§ Exercise goal:
No pictures in the copy, please: retype all the records exactly.

>>>>>

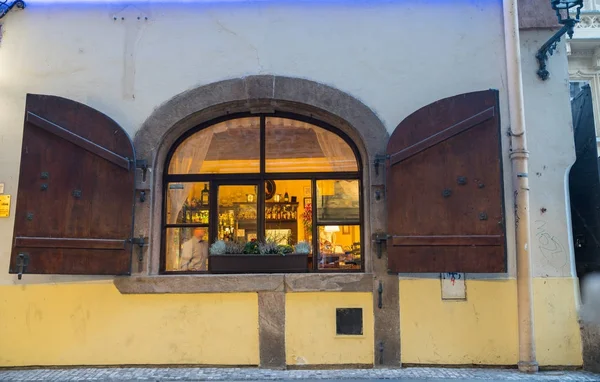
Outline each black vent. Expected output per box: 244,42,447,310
336,308,363,335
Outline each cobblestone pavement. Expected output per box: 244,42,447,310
0,367,598,382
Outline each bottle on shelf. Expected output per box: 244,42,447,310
284,190,289,203
200,184,209,206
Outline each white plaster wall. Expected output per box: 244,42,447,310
521,30,577,278
0,0,574,284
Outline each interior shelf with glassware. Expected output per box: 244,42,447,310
176,189,210,226
218,202,299,243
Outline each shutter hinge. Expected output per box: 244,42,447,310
129,159,149,179
131,159,149,202
128,235,147,262
372,233,391,259
377,281,383,309
374,154,389,177
16,252,29,280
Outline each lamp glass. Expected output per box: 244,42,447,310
551,0,582,9
551,0,583,23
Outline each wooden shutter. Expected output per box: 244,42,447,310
9,94,136,276
386,90,506,273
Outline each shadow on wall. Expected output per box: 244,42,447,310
580,273,600,372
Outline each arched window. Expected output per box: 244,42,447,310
162,114,362,274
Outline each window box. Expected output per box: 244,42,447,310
209,253,309,274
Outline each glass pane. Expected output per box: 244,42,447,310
168,117,260,174
317,225,361,270
316,180,360,223
165,227,210,272
570,81,590,101
218,185,258,242
165,182,210,225
265,117,358,173
264,179,312,246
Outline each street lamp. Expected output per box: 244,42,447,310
551,0,583,25
536,0,583,80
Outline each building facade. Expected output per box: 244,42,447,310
569,0,600,137
0,0,584,369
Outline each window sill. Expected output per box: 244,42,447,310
113,273,373,294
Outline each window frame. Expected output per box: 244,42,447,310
161,112,364,274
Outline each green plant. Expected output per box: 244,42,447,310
243,240,260,255
259,240,280,255
277,244,293,255
294,241,311,254
209,240,226,255
225,240,245,254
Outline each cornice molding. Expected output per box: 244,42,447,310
568,69,599,78
571,49,596,57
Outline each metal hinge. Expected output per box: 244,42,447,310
372,233,391,259
127,235,147,262
130,159,149,202
16,252,29,280
129,158,149,177
377,281,383,309
374,154,389,177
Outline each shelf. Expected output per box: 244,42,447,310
165,223,210,228
237,219,298,223
234,202,299,206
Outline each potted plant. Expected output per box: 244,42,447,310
208,239,310,274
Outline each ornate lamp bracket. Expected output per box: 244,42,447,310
0,0,25,20
536,0,583,81
536,19,578,81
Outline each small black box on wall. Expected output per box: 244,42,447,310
336,308,363,335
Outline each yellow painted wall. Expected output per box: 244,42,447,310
399,278,583,366
533,277,583,366
399,279,519,365
0,282,259,367
285,292,373,365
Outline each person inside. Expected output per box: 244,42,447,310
180,227,209,271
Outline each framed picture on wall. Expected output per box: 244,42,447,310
304,197,311,208
342,226,350,235
303,186,311,197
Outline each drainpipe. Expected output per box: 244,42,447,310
503,0,539,373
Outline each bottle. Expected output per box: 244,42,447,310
284,190,289,203
200,184,209,206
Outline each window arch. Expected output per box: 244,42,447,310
162,113,363,274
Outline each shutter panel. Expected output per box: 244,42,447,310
386,90,506,273
9,94,136,276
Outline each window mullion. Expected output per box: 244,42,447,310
260,115,266,174
258,180,265,242
258,116,266,241
311,178,318,272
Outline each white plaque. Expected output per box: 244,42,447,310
441,272,466,300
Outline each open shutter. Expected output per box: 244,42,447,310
386,90,506,273
9,94,136,276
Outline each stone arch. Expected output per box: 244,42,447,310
133,75,389,274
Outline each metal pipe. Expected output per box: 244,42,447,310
502,0,539,373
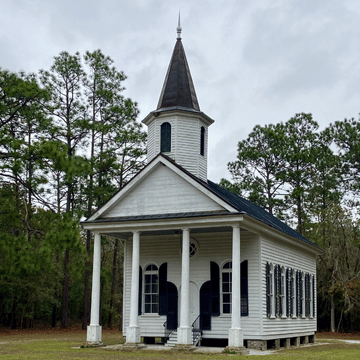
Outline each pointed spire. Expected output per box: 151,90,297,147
177,11,182,39
156,18,200,112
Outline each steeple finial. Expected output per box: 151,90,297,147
177,11,182,39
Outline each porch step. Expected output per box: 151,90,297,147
165,330,177,347
165,329,202,347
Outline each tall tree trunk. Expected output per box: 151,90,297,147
330,294,335,332
61,248,70,329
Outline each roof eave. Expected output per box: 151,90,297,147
142,107,214,126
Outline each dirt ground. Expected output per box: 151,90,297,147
0,327,123,345
316,331,360,340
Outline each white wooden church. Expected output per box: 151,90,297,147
83,24,321,351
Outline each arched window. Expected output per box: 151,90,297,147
301,272,305,317
270,264,275,317
160,122,171,153
221,262,232,314
266,262,275,318
144,264,158,313
221,261,249,315
200,126,205,156
309,274,313,318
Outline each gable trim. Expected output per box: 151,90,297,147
87,154,237,222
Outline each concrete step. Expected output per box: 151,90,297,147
165,331,177,347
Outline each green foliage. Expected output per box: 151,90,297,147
327,117,360,199
0,50,143,329
226,123,287,217
223,112,360,331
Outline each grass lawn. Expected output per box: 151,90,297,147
0,329,359,359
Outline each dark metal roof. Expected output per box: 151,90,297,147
205,180,317,248
156,38,200,111
90,210,231,223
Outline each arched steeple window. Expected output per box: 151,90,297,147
200,126,205,156
161,122,171,153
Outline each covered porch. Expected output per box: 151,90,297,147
84,212,252,350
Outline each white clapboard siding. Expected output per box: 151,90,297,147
260,235,317,336
147,121,156,161
123,230,261,339
103,164,224,218
145,114,209,181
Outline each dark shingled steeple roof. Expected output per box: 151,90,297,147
156,36,200,112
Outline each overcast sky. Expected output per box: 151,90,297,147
1,0,360,182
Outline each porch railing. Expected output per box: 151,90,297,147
163,314,175,342
191,315,202,346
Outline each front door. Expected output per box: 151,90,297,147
200,281,211,330
189,281,199,325
167,282,178,330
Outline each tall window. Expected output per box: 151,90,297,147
271,264,276,316
309,274,314,318
144,264,158,313
221,261,248,315
160,122,171,153
200,126,205,156
267,263,275,317
281,267,286,317
221,262,232,314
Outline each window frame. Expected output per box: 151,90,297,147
143,264,159,314
160,122,171,153
269,263,275,318
200,126,205,156
280,266,286,317
301,271,305,318
221,261,232,315
310,274,314,318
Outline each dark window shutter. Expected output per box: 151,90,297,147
138,266,142,315
296,271,300,317
286,268,290,317
305,273,310,317
279,265,282,316
298,271,304,317
313,276,316,317
274,265,280,317
290,269,294,317
210,261,220,316
241,260,248,316
159,263,168,315
266,262,270,317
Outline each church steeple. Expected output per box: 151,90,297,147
156,22,200,112
142,22,214,182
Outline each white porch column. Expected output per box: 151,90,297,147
126,231,141,343
229,224,243,347
177,228,192,344
87,233,102,344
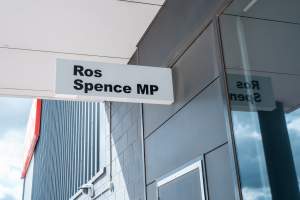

<<<<<

§ Solution to the problem:
Outline each black vent. Expected output per box: 244,42,447,310
336,308,363,335
Outline each cobblestone pavement. Expected output per box: 244,42,447,310
0,367,598,382
Outline each bottle on shelf. Expected output per box: 244,42,447,310
284,190,289,203
200,184,209,206
Outline each white plaster wall. Expected output per box: 244,42,447,310
521,30,577,278
0,0,574,284
Outline each interior shelf with glassware. Expected output per box: 244,42,447,310
176,189,210,226
218,202,299,243
Outline each shutter hinge. Expected output per box: 244,42,447,310
129,159,149,179
131,159,149,202
128,235,147,262
372,233,391,259
377,281,383,309
374,154,389,177
16,252,29,280
Outline each lamp glass. Expected output per box: 244,42,447,310
551,0,582,9
551,0,583,23
Outline each wooden shutter. Expected output per box: 244,42,447,310
9,94,136,276
386,90,506,273
Outline each shadow on wall. Expected output per box: 244,42,447,310
580,273,600,372
Outline each arched window. Expected output per box: 244,42,447,310
162,114,362,274
Outline each window box. Expected output per box: 244,42,447,310
209,253,309,274
Outline each glass pane. Expected output per box: 244,42,447,310
168,117,260,174
317,225,361,270
316,180,360,223
165,227,210,272
570,81,590,101
218,185,258,242
165,182,210,225
265,117,358,173
264,179,312,246
Outline each street lamp. Expected output per box: 244,42,447,310
551,0,583,25
536,0,583,80
Outline each building facade. Expected output per box: 244,42,447,310
569,0,600,137
0,0,584,369
Outline each window sill. Expected output per box: 244,42,447,310
113,273,373,294
Outline each window frame. Expected output per box: 244,42,447,310
161,112,364,274
Outline each green plant. Expected output per box: 244,42,447,310
243,240,260,255
259,240,280,255
277,244,293,255
294,241,311,254
209,240,226,255
225,240,245,254
Outline each cornice molding. Expected output per box: 244,42,447,310
568,69,599,78
571,49,596,57
Outline each metal hinge. Expected output per box: 244,42,447,310
372,233,391,259
127,235,147,262
130,159,149,202
16,252,29,280
129,158,149,177
377,281,383,309
374,154,389,177
Outline each shelf. Expected output per box: 244,42,447,310
165,223,210,228
237,219,298,223
234,202,299,206
Outline each potted plant. Expected output per box: 244,42,447,310
208,239,310,274
Outline each ornate lamp bracket. Expected output per box: 244,42,447,310
0,0,25,20
536,0,583,81
536,19,578,81
Outline each small black box on wall. Expected output per box: 244,42,447,310
336,308,363,335
Outline each yellow painted wall. Expected output per box: 244,42,447,310
399,278,583,366
533,277,583,366
399,279,519,365
0,282,259,367
285,292,373,365
Outline each person inside. Expected output per box: 244,42,447,310
180,227,209,271
Outline each framed picture on wall. Expected output per box: 244,42,447,310
304,197,311,208
342,226,350,235
303,186,311,197
Outline each drainpipe. Expected output per box: 244,42,447,310
503,0,539,373
Outline each bottle. Expected output per box: 244,42,447,310
284,190,289,203
200,184,209,206
Outline each window arch. Expected output per box: 244,42,447,310
162,113,363,274
Outline each shutter panel. Expected output per box: 244,42,447,310
386,90,506,273
9,94,136,276
Outline each window mullion. Expected output per box: 244,42,447,310
260,115,266,174
258,180,265,242
258,116,266,241
311,178,318,272
Outline each white plaque. Expected output per box: 244,42,447,310
441,272,466,300
Outline each open shutter. Expected output per box: 244,42,447,310
386,90,506,273
9,94,136,276
Outline each stone arch. Expected output per box: 244,42,447,310
133,75,389,274
Outline each metal pipe. Expected output per box: 244,42,447,310
502,0,539,373
Outline each pointed spire. Expected output per box: 151,90,297,147
177,11,182,39
156,18,200,112
Outline each steeple finial. Expected output per box: 151,90,297,147
177,11,182,39
Outline each porch step. Expected output per box: 151,90,297,147
165,330,177,347
165,329,202,347
Outline each tall tree trunk. Expected output per box: 151,90,297,147
330,294,335,332
61,248,70,329
Outline each roof eave. Expected output per box: 151,90,297,147
142,107,214,126
Outline each dirt ground. Expected output per box: 151,90,297,147
0,327,123,345
316,331,360,340
Outline each white wooden church. Expected output per box: 151,90,297,147
83,24,321,351
Outline each arched window. Expected output per box: 151,90,297,147
301,272,305,317
270,264,275,317
160,122,171,153
221,262,232,314
266,262,275,318
144,264,158,313
221,261,249,315
200,126,205,156
309,274,313,318
Outline each gable trim. Expected output per box: 151,90,297,147
87,154,237,222
Outline each concrete step. Expected output per box: 151,90,297,147
165,331,177,347
Outline each green foliage. Expected output per box: 151,90,297,147
327,117,360,199
0,50,143,329
226,123,287,217
223,112,360,331
Outline each grass lawn. Expected output per box: 151,90,297,147
0,329,359,359
Outline each dark metal roof. Expected output per box: 151,90,297,147
205,180,317,248
156,38,200,111
90,210,231,223
Outline each arched steeple window. Expected output per box: 151,90,297,147
200,126,205,156
161,122,171,153
Outline each covered porch. Expected output per box: 151,90,297,147
84,212,252,350
Outline each white clapboard siding. Expected output per box: 151,90,297,147
260,235,317,336
147,121,156,161
123,230,261,339
103,164,224,218
145,114,209,181
Outline each dark shingled steeple roof. Expected output per box: 151,90,297,147
156,36,200,112
Outline each overcast sky. Expected output per box: 151,90,297,147
1,0,360,182
Outline each porch railing. Expected output per box: 151,90,297,147
163,314,175,342
191,315,202,346
Outline each front door. Expected output per box: 151,90,297,147
200,281,211,330
189,281,199,325
167,282,178,330
Outline each tall window. Expected output per box: 151,90,297,147
271,264,276,316
309,274,314,318
144,264,158,313
221,261,248,315
160,122,171,153
200,126,205,156
267,263,275,317
281,267,286,317
221,262,232,314
Outline each window frame. Expected output per box: 151,90,297,147
143,264,159,314
160,122,171,153
269,263,275,318
200,126,205,156
280,266,286,317
301,271,305,318
221,261,232,315
310,274,314,318
Outline each dark window shutter. Expected output per box: 151,90,297,147
138,266,142,315
296,271,300,317
286,268,290,317
305,273,310,317
279,265,282,316
298,271,304,317
313,276,316,317
274,265,280,317
290,269,294,317
210,261,220,316
241,260,248,316
159,263,168,315
266,262,270,317
Outline each church steeple. Expected output per box: 151,90,297,147
156,22,200,112
142,22,214,182
Outline each white porch column. Expected output per box: 151,90,297,147
126,231,141,343
229,224,243,347
177,228,192,344
87,233,102,344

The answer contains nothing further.